After a run of seven missed cuts in a row, Olivia Mehaffey needed some time off to try and recuperate and regather herself going into the second half of the season, and she believes she’s found the right balance ahead of this week’s ISPS HANDA World Invitational.
The Tandragee woman has gone through a roller coaster of emotions over the past year, from making her LPGA Tour debut at this event a year ago and finishing tied for 17th, to the passing of her father Philip in December and then, understandably under the circumstances, failing to secure full status at either LPGA or Ladies European Tour Q-School.
Even this year has been a wave of highs and lows, Mehaffey picking up five top-20 finishes in six events at the start of the season before embarking on her current run, which has seen her fail to play a weekend since May.
It all culminated in a couple of weeks off to try and rediscover her passion for the game ahead of making her big return to home soil at Galgorm Castle and Massereene this week, and that break from competitive action seems to have paid off.
“(The game) feels much better,” she smiles.
“It’s been rough for the past couple of months. I’ve made a lot of changes. I’ve tried to go back to hitting more of a draw and what I played when I was younger – I’ve been fixated on hitting a fade for a while. I’m just trying to get comfortable and happy on the golf course again.

● To do
• A. Print the stretch of the Olivia Mehaffey passage from "It all culminated" through "golf course again." word for word.
• B. Give what follows in the passage about Olivia Mehaffey, continuing it from the point where it stops.

● Entries

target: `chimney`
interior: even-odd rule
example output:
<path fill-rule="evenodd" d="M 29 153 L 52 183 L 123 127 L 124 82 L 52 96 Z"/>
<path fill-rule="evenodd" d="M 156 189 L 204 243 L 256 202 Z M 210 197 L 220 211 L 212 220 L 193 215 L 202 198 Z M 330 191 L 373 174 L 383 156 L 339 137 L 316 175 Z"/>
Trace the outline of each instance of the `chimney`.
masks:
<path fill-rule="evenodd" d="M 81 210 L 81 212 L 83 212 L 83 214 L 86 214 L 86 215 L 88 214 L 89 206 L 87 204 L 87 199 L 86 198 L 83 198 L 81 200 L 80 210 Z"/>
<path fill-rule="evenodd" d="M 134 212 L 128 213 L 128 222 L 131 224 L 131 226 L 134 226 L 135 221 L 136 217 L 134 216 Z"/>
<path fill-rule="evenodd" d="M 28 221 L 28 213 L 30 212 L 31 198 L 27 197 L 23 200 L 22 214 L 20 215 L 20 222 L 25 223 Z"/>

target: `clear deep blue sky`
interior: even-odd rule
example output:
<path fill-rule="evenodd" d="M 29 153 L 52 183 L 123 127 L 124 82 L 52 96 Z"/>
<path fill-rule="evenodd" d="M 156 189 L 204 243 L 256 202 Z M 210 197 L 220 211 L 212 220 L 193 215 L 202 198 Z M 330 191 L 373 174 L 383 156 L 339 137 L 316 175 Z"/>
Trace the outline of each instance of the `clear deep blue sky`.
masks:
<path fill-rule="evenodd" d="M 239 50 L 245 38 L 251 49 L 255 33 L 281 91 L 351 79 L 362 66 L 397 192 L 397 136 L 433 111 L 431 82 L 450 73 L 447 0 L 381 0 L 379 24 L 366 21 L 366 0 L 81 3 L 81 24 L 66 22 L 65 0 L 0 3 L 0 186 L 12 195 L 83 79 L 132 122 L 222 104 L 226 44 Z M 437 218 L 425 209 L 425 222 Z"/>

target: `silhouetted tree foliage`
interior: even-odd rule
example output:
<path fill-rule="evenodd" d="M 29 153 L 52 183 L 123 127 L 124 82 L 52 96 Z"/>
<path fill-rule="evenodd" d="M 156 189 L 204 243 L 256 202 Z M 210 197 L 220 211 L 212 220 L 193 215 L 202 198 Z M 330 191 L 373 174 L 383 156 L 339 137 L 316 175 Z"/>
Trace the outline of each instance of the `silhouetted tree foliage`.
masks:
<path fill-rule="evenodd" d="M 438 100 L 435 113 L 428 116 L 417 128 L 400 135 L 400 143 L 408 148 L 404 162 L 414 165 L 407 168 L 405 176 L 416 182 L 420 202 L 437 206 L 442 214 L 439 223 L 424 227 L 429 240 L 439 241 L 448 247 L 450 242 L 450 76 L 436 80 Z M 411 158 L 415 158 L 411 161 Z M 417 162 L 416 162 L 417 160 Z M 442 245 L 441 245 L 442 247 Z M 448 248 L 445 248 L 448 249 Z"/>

● Answers for the tasks
• A.
It all culminated in a couple of weeks off to try and rediscover her passion for the game ahead of making her big return to home soil at Galgorm Castle and Massereene this week, and that break from competitive action seems to have paid off.
“(The game) feels much better,” she smiles.
“It’s been rough for the past couple of months. I’ve made a lot of changes. I’ve tried to go back to hitting more of a draw and what I played when I was younger – I’ve been fixated on hitting a fade for a while. I’m just trying to get comfortable and happy on the golf course again.

• B.
“The happiness is the major part for me. I haven’t enjoyed it as much. I love golf, but it’s been so rough the last couple of months it’s been hard to enjoy it, but I do feel like I’ve been getting back on the right track again.
“Mentally it’s been hard. It’s been a rough nine, 10 months. My life’s changed a lot and you never know how you’re going to handle it. My dad was such a massive part of my golf and I felt like I lost my biggest sounding board, and that’s something I’ve been trying to navigate through and I didn’t think it would be so difficult.
“But I’m definitely back on track. I love it again, I loved being out there today, I had a massive smile on my face and that’s the way it should be.”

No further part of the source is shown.